SHORT PROBLEM
Transcribe all of the material below verbatim, omitting the pictures.

DATA PROVIDED

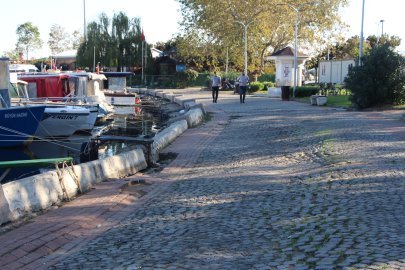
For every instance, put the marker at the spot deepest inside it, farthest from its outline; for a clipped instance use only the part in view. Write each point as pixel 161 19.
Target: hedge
pixel 304 91
pixel 267 78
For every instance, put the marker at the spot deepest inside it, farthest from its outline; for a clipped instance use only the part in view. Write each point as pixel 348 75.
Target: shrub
pixel 379 80
pixel 254 87
pixel 233 74
pixel 167 83
pixel 267 78
pixel 184 76
pixel 208 81
pixel 268 84
pixel 304 91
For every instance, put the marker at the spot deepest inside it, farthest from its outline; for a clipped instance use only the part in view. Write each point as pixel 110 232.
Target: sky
pixel 160 18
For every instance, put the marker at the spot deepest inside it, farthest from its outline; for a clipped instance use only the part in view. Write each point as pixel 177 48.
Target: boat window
pixel 32 90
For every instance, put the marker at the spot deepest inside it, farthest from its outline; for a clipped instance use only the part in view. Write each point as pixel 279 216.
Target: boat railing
pixel 71 101
pixel 5 104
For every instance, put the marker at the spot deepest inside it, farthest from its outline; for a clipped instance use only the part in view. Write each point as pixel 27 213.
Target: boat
pixel 60 121
pixel 89 86
pixel 64 114
pixel 18 125
pixel 115 89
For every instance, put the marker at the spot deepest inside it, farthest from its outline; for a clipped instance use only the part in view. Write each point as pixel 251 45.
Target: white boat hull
pixel 120 98
pixel 61 121
pixel 88 126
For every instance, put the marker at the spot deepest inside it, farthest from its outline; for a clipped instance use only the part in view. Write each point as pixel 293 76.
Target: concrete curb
pixel 41 191
pixel 22 197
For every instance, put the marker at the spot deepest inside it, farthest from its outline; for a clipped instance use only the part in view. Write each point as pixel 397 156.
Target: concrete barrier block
pixel 192 117
pixel 41 191
pixel 195 106
pixel 5 213
pixel 156 91
pixel 174 96
pixel 133 90
pixel 160 94
pixel 168 135
pixel 182 101
pixel 195 116
pixel 33 193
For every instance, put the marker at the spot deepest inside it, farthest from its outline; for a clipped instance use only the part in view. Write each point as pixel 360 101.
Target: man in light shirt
pixel 215 84
pixel 243 81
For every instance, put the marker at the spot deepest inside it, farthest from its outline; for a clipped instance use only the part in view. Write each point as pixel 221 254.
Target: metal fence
pixel 329 89
pixel 152 81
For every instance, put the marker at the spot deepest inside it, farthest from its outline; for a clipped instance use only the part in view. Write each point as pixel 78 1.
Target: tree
pixel 208 29
pixel 28 36
pixel 185 76
pixel 58 39
pixel 77 39
pixel 13 54
pixel 117 42
pixel 379 80
pixel 393 42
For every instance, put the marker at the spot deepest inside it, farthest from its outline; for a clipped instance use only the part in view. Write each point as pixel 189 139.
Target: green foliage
pixel 393 42
pixel 304 91
pixel 267 78
pixel 268 84
pixel 255 86
pixel 165 46
pixel 379 80
pixel 28 37
pixel 233 74
pixel 59 39
pixel 117 43
pixel 200 81
pixel 184 76
pixel 168 83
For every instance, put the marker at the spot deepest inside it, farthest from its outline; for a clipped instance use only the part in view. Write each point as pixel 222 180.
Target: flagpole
pixel 145 61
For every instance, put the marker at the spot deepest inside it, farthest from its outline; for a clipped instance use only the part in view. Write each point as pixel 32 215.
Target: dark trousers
pixel 242 93
pixel 215 90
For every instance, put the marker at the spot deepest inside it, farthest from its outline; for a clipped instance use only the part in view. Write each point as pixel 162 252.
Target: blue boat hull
pixel 19 124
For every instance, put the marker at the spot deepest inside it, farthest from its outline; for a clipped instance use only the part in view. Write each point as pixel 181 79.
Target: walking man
pixel 243 81
pixel 215 84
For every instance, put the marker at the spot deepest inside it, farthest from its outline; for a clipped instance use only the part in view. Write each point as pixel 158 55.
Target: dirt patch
pixel 164 160
pixel 134 187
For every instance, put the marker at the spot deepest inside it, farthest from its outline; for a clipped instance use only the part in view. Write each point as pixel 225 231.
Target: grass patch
pixel 208 116
pixel 334 100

EXERCISE RESULT
For every instance, put the marker at the spot deepest inside it, farthest from its outline; for a clipped instance use only the part in view. Write each point as pixel 161 19.
Target: hedge
pixel 304 91
pixel 267 78
For every instance, put the marker at the spot deepest inside it, farthest from its outline; for a clipped instance use only the part in view. Write each point as pixel 348 75.
Target: shrub
pixel 379 80
pixel 254 87
pixel 233 74
pixel 167 83
pixel 267 78
pixel 184 76
pixel 208 81
pixel 268 84
pixel 304 91
For every instance, put the marker at the spot deepest inside it, farthest from its outline; for a clipped instance use only the part in view. Write each point as pixel 110 232.
Target: sky
pixel 160 18
For every instance, put the marker at the spot deepest inside it, farthest from its outline; for a clipped instance use only the part in view. Write each point as pixel 177 48.
Target: boat window
pixel 32 90
For every instance, put the marker at the spot deepest inside it, farthest from its outline; for a clipped instance use only the part in view. Write each point as pixel 279 216.
Target: boat railing
pixel 71 101
pixel 5 104
For every instance, put the marker at the spot deepest inside it, farthest from its outline; for a clipped instance use only the part in view. Write each point as pixel 27 213.
Target: boat
pixel 60 121
pixel 89 86
pixel 64 114
pixel 18 125
pixel 115 89
For every instance, put the marker at the spot deepest inside it, farthest from its outline; for a clipped instance use only the part in view. Write each point as pixel 251 45.
Target: white boat hull
pixel 120 98
pixel 61 121
pixel 88 126
For every instance, put the marker at the spot deepest inside it, farthest from its outline; for a clipped instance use only the part in view. Write each point as pixel 293 76.
Target: concrete curb
pixel 41 191
pixel 22 197
For every instance, put the marker at the spot deepest inside it, farthest from its outline; for a clipped instance use only the part in view. Write each point as pixel 397 156.
Target: concrete barrier block
pixel 192 117
pixel 41 191
pixel 195 106
pixel 5 213
pixel 156 91
pixel 174 96
pixel 133 90
pixel 160 94
pixel 168 135
pixel 182 101
pixel 195 116
pixel 33 193
For every instance, put the marker at the spot deepest inside it, farthest from its outline; for a clipped instance use only the part in view. Write each point as pixel 360 101.
Target: man in light shirt
pixel 215 84
pixel 243 81
For every instance, put the marker at the spot deepest inside it, farthest from its outline; for a clipped instance use only the part in view. Write each point as pixel 221 254.
Target: metal fence
pixel 329 89
pixel 152 81
For every instance, put the marker at the spot deepest inside it, farthest from its outline; for a clipped instance use only the part in view. Write each point as pixel 78 1.
Target: tree
pixel 208 29
pixel 28 36
pixel 185 76
pixel 58 39
pixel 77 39
pixel 13 54
pixel 117 42
pixel 379 80
pixel 393 42
For every instance, put the marker at the spot deepest inside it, farthest from its outline; for a clipped instance use only the part in view. Write each point as pixel 189 139.
Target: green foliage
pixel 393 42
pixel 304 91
pixel 267 78
pixel 268 84
pixel 255 86
pixel 165 46
pixel 379 80
pixel 28 37
pixel 233 74
pixel 59 39
pixel 117 43
pixel 200 81
pixel 184 76
pixel 168 83
For every instance, put the marker at the spot deepest inside it, farthest from its outline; for a clipped instance use only the part in view. Write each point as pixel 222 180.
Target: flagpole
pixel 145 61
For every instance, put the marker at the spot deepest inside it, farthest from its outline; for a clipped instance use only the part in view. Write each point as pixel 32 215.
Target: dark trousers
pixel 242 93
pixel 215 90
For every instance, put the marker at the spot deepest inside it, farthest from its outline; for a clipped instance use only the part in view. Write each point as pixel 162 252.
Target: blue boat hull
pixel 19 124
For every instance, put the marker at the spot deepest inside it, farthest from its outline; for a clipped instance use only the part in view. Write each point as pixel 181 79.
Target: walking man
pixel 243 81
pixel 215 84
For every instance, put the marker at the spot deepest inside it, farthest from its outline; for a clipped instance use only the part in view. Write each point as pixel 158 55.
Target: dirt patch
pixel 164 160
pixel 134 187
For every instance, put the marker at the spot deepest inside it, farthest from its outline; for a clipped instance use only the part in view. Write each point as pixel 225 231.
Target: grass patch
pixel 208 116
pixel 334 100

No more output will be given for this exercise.